Text section:

■ ■ ■ ■ ■ ■ ■

Are you as Shapr3D trying to compete directly with the Giants out there, right? SolidWorks and Creo and Onshap, is up and coming? Or is it, is there a different niche that you're still targeting?

Istvan Csanady:

I think there is, like, no different niche there, because everybody who needs a CAD system has one already. On the other hand, I don't think that disruptive products directly compete with the incumbents ever? Just not how disruption works typically, I think disruptive companies typically tend to find a way to differentiate themselves in a way that expands their time, their target addressable market. They typically lower the price. They lower the barrier of entry, and that's how they disrupt the incumbents, by building an extremely differentiated, better, faster, cheaper solution. So but I think by if you mean direct competitive, by mid direct competition, if you mean that that are we trying to get to feature parity with with annex or criteria. No, we don't want to do that simply because there is no CAD user in the world that is using like, 100% of annex or CATIA, or any of the incoming solutions. It just like the a lot of stuff that's in there, in those tools, is there because the world was a com what the world was completely different in in 1996 when these tools were defined and, and what we are focusing on is, how did the world change like, what? What are the things that change in the last 30 years that enable us to build a better solution for the needs of today? And, and, if you like, and I think if shipper will will become this industry defining company, then it doesn't mean that that that usually like kill traditional cat systems. It doesn't make any sense to think about a market this way. I don't think it's a it's a zero sum game. It's perfectly fine to become that. Will their their an engineering design or manufacturing company spends 95% of their time in and then, like, if for the remaining 5% they still need this or that tool, that's fine, like, I'm perfectly fine with it, but it's, it's not a zero sum game, and I don't think that we should aim to for feature parity with these, with these tools, I think we should aim for solving the problems that traditional CAD cannot really solve really well, and just double down on that. And there are a lot of problems that traditional cat doesn't solve really well.

Aaron Moncur:

I really like how you're thinking about that, not a zero sum game, not necessarily a directly competition, but just trying to solve, solve the problems that engineers are facing. Going back to towards the beginning of your company, when you were focusing on the iPad Pro, you you won an award, actually, from apple, the apple Design Award. Can you tell us a little bit about that, and how, or if that ended up shaping kind of the trajectory or the division for your product.

■ ■ ■ ■ ■ ■ ■

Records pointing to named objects

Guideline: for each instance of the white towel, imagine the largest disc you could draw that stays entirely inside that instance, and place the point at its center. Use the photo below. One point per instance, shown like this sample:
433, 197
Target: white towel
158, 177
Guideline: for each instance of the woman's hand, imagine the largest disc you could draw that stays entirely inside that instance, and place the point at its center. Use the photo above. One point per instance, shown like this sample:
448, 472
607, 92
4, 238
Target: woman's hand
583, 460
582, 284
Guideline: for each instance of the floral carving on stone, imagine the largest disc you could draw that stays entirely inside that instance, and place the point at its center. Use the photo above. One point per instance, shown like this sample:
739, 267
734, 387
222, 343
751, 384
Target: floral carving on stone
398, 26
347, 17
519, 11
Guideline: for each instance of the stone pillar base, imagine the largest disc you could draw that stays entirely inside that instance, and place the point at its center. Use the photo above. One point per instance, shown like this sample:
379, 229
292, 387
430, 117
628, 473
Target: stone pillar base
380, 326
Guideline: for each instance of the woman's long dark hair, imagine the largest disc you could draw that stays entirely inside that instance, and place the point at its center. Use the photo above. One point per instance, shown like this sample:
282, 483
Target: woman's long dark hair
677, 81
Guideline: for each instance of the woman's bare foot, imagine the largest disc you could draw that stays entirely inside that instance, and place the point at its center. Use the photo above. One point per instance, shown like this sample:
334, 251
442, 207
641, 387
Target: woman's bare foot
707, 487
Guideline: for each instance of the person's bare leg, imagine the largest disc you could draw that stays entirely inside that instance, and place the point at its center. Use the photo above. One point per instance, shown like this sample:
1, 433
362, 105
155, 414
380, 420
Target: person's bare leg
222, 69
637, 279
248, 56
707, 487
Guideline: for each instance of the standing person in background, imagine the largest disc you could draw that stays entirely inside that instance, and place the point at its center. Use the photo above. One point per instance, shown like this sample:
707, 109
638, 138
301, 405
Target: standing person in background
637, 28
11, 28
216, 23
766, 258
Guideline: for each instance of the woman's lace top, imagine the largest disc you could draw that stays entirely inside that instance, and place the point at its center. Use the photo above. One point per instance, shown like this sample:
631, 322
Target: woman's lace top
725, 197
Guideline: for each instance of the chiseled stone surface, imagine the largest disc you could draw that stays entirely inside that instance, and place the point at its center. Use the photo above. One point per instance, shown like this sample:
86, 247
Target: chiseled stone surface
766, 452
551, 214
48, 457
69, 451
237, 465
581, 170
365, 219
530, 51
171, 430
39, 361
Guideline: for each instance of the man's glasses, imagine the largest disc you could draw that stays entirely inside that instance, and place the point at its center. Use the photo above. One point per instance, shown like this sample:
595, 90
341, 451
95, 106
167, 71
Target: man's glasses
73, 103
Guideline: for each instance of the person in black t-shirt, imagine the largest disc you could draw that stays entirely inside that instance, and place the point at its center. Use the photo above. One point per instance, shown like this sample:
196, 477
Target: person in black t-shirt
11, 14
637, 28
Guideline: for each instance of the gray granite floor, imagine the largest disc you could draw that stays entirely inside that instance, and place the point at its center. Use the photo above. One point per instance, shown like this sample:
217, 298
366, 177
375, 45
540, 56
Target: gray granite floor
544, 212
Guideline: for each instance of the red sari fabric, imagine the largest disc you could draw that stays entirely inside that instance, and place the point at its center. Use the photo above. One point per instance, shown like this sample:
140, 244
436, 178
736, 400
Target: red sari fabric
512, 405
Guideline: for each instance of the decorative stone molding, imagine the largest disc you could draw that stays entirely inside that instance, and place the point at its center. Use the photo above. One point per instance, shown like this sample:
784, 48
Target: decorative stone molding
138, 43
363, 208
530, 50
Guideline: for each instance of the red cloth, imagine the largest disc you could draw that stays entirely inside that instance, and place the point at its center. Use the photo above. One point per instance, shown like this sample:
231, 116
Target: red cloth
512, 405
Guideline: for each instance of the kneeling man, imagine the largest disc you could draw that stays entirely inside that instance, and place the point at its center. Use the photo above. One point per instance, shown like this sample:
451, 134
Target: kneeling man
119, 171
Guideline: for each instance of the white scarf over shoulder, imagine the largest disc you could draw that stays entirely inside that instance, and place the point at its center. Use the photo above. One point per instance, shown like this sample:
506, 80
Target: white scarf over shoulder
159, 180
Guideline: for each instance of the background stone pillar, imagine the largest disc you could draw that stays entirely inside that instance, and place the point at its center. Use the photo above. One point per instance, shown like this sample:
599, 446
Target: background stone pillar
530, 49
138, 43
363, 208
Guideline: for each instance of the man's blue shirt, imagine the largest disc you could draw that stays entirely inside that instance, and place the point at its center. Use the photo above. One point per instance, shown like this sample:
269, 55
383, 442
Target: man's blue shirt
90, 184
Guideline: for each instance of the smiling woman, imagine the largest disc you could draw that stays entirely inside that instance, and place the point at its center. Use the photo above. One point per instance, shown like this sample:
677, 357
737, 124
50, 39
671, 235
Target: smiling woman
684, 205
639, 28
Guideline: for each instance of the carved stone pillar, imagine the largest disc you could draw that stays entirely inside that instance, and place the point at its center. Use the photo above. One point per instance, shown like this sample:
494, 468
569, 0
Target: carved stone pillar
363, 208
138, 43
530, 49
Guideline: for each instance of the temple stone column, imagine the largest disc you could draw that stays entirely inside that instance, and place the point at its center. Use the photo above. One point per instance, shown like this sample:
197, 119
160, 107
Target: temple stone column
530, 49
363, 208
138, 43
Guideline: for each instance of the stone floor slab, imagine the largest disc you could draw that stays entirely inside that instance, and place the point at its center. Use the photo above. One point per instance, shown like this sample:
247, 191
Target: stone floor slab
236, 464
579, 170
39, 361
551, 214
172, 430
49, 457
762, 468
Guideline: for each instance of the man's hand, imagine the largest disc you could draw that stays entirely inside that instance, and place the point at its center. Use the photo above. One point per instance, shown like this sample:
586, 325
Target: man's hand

■ ■ ■ ■ ■ ■ ■

Task instructions:
**a)** Based on the interview excerpt, state whether each statement holds: (i) Csanady says disruptive companies typically raise the price; (ii) according to Csanady, the established tools were defined in 1996; (iii) Csanady describes the market as a zero-sum game. Answer yes or no for each and quote the deciding words.
**b)** In the interview excerpt, what qualities does Csanady say disruptive companies build into their solution? List every one.

The results:
**a)**
(i) No: "They typically lower the price."
(ii) Yes: "in 1996 when these tools were defined"
(iii) No: "it's not a zero sum game"

**b)** extremely differentiated, better, faster, cheaper